__Excerpt to read__.
···

We see a modern disco in Tokyo, where on a big screen a television program is being projected, and around forty boys with dull eyes bob to the shrill notes of some heavy metal music. One of them, decked out in a black jacket, somehow comes up with an ancient Japanese saber, then to be shocked by this mysterious object. The sound of dry wooden clappers, hyoshigi, beaten on the ground punctuates a hoarse, unknown song. Suddenly, the bored young people are swallowed up by their own pasts, transformed into courageous ronin, samurai without a master. They are those who are celebrated in that ancient tradition of December 14th, where sticks of incense are burned on their tomb in the garden now belonging to the Italian embassy in Tokyo.
To discover the reasons for this ronin cult that dates back to 1703, and how it become a theatrical legend, it is enough to attend a performance of The Kabuki, now on tour throughout Italy and Europe. It has returned to Teatro alla Scala in this hot July for the fifth time, and some of us may recall their fourth appearance here, in July of 2010, in celebration of its 700 performances. The ballet is set to music by the late composer Toshiro Mayazumi, with sets and costumes by the Portuguese artist Nuño Corte-Real. The exceptional choreography was created for the Tokyo Ballet by Maurice Béjart from Marseilles, one of the all-time popular choreographers of modernity, who died at the age of 80 in 2007.

···

(Position annotation records)
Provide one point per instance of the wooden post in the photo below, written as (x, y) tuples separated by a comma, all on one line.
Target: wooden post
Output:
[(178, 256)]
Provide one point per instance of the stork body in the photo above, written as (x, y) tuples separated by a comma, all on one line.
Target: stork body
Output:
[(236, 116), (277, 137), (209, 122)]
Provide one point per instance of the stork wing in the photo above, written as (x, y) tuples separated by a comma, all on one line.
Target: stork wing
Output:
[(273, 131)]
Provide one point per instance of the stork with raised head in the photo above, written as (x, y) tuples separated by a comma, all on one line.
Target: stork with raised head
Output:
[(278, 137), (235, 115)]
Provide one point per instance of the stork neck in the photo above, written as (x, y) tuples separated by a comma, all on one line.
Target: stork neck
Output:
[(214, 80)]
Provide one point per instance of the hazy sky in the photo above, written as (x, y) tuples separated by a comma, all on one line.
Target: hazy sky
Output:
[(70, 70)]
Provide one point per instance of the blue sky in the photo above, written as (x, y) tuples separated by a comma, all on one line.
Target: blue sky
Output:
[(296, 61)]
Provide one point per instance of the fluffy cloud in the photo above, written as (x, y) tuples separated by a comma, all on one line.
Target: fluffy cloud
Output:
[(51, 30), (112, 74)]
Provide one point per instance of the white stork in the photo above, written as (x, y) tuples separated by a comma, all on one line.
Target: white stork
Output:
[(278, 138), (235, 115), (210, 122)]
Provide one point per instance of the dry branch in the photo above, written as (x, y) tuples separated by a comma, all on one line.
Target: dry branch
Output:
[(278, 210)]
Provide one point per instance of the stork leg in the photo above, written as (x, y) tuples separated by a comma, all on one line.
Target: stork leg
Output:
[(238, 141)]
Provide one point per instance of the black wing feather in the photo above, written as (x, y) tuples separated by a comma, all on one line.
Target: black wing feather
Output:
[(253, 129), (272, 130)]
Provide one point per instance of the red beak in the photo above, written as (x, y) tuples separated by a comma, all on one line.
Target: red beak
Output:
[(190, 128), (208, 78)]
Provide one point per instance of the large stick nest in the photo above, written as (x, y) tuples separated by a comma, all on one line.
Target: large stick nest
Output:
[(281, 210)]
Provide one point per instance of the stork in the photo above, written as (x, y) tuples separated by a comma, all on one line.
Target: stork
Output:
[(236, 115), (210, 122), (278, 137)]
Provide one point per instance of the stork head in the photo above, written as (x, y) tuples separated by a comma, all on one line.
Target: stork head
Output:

···

__Problems to solve__.
[A] List every person the passage on The Kabuki ballet names.
[B] Pick up the passage on The Kabuki ballet after its final sentence and carry it on.

__Final results__.
[A] Toshiro Mayazumi, Nuño Corte-Real, Maurice Béjart

[B]
Therefore, The Kabuki is not, as one might imagine, a real piece of kabuki, the second oldest Japanese theater (the first being the Nō). The Kabuki is surprisingly a Western work and, at the same time, it is the first ever kabuki-ballet in the history of dance. It was not the first time, however, that Maurice Béjart wrestled with Japanese theater; in 1985, being the most famous European choreographer of his time, he chose a cast of only actors to create the Five Modern Nō taken from Yukio Mishima, translated into French by Marguerite Yourcenar. For ‘his’ own Kabuki, Béjart only wanted dancers. The choice may seem irrelevant for those who know Japanese theater well. Both the Nō and the kabuki are, in fact, forms of ‘total’ art: the interpreters are called upon to sing, dance, and act – ka (song), bu (dance), ki (theater).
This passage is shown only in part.